[START]

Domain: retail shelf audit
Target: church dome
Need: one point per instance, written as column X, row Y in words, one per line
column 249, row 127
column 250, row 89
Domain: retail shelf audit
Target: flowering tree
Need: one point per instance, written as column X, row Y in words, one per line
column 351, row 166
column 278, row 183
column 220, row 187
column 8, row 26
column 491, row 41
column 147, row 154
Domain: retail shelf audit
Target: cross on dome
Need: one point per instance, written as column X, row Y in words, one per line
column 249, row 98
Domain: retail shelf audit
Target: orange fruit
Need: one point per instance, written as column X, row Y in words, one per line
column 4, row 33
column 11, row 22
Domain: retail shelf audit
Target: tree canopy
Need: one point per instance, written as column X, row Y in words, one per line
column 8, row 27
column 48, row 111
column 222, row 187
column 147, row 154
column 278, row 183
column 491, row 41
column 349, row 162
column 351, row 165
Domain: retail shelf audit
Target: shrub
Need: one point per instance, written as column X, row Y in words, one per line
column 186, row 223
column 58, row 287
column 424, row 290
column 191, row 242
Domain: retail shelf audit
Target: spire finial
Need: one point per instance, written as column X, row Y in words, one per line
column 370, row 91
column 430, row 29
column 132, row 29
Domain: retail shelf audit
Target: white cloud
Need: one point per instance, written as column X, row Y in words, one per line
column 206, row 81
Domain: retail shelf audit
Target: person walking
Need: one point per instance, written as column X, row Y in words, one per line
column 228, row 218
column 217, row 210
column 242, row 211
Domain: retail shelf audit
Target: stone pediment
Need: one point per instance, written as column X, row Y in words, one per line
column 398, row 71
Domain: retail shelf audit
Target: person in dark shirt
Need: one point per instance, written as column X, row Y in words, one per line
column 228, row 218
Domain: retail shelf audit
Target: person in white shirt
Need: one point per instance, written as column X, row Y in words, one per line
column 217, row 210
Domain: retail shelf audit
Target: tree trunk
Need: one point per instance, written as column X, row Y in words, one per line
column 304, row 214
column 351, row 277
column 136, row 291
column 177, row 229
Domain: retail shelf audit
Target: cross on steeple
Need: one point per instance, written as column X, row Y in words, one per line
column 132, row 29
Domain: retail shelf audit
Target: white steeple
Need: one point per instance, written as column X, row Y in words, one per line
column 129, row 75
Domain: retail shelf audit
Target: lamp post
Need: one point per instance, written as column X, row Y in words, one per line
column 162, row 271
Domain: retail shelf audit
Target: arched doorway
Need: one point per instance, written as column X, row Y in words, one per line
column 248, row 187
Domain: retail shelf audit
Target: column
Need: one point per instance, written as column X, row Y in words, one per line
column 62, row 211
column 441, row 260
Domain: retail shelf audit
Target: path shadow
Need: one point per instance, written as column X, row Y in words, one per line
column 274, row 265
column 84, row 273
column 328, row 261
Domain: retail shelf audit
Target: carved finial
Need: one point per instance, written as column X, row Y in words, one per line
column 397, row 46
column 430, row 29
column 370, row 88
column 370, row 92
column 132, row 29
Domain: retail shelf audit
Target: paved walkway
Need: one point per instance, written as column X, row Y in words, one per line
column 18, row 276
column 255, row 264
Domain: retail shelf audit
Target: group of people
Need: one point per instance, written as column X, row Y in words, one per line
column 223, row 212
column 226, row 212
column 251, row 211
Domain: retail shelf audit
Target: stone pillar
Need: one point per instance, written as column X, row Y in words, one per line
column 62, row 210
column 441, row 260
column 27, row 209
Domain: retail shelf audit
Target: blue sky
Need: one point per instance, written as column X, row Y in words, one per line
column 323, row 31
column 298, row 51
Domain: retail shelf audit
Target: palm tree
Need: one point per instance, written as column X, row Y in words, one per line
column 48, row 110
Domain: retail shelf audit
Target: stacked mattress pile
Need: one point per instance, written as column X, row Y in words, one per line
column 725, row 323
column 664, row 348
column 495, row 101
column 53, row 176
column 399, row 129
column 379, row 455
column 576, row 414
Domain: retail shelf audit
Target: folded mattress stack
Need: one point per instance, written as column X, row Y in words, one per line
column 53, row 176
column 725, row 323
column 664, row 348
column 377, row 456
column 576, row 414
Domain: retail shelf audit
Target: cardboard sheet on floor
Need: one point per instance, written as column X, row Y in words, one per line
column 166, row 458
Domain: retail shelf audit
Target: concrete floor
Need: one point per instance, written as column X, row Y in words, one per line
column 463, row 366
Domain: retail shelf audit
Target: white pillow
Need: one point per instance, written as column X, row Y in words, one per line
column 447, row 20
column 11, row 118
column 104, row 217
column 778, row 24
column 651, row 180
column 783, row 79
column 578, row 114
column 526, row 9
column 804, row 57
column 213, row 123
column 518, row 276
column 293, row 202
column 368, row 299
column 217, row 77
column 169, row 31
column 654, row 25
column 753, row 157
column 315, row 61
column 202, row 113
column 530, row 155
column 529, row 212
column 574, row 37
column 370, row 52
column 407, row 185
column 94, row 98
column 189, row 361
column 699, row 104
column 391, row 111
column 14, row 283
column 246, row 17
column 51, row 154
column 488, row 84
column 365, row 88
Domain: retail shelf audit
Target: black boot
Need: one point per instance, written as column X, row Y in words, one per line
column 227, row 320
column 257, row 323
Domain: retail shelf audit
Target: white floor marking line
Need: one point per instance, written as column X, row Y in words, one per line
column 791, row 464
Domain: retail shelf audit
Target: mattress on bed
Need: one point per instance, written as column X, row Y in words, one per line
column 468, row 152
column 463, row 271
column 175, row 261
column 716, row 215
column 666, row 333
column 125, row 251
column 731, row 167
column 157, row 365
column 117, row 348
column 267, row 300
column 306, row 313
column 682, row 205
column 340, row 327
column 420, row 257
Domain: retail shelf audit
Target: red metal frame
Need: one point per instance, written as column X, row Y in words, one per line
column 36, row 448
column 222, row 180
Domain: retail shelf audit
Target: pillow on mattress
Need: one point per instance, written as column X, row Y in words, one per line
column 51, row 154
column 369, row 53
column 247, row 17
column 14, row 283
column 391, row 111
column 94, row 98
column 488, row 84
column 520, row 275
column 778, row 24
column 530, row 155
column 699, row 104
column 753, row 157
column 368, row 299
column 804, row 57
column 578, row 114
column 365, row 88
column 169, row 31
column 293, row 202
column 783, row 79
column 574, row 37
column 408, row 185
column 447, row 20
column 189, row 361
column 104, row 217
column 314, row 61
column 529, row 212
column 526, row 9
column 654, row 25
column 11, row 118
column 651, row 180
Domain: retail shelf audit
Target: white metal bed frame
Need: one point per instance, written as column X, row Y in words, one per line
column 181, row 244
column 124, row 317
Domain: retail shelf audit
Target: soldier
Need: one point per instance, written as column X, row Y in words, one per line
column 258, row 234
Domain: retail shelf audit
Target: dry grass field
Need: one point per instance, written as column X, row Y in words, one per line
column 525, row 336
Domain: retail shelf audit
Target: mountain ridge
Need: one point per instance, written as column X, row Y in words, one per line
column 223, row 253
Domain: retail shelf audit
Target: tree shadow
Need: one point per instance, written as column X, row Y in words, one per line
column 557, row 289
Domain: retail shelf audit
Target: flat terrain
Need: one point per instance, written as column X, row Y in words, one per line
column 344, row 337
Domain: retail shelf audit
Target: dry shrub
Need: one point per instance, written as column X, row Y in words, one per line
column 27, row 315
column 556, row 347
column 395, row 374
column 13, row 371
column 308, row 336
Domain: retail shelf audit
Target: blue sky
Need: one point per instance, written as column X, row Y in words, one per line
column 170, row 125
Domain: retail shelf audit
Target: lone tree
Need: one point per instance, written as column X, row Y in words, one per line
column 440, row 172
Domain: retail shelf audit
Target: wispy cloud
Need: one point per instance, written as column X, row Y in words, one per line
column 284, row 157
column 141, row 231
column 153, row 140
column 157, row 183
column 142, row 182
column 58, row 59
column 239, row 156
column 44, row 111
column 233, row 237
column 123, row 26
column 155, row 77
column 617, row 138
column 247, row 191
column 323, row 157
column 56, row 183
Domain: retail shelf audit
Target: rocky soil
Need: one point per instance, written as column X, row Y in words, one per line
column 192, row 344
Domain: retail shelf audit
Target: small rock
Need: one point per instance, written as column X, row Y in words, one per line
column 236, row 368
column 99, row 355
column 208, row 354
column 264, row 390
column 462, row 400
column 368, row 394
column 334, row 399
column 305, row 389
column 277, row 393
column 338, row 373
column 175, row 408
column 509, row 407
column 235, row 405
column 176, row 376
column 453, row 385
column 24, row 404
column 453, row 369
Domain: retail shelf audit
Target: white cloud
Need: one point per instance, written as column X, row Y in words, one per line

[END]

Count the lines in the items above that contain the string "cross", treating uppercase and lowercase letters as distinct. Give only the number.

2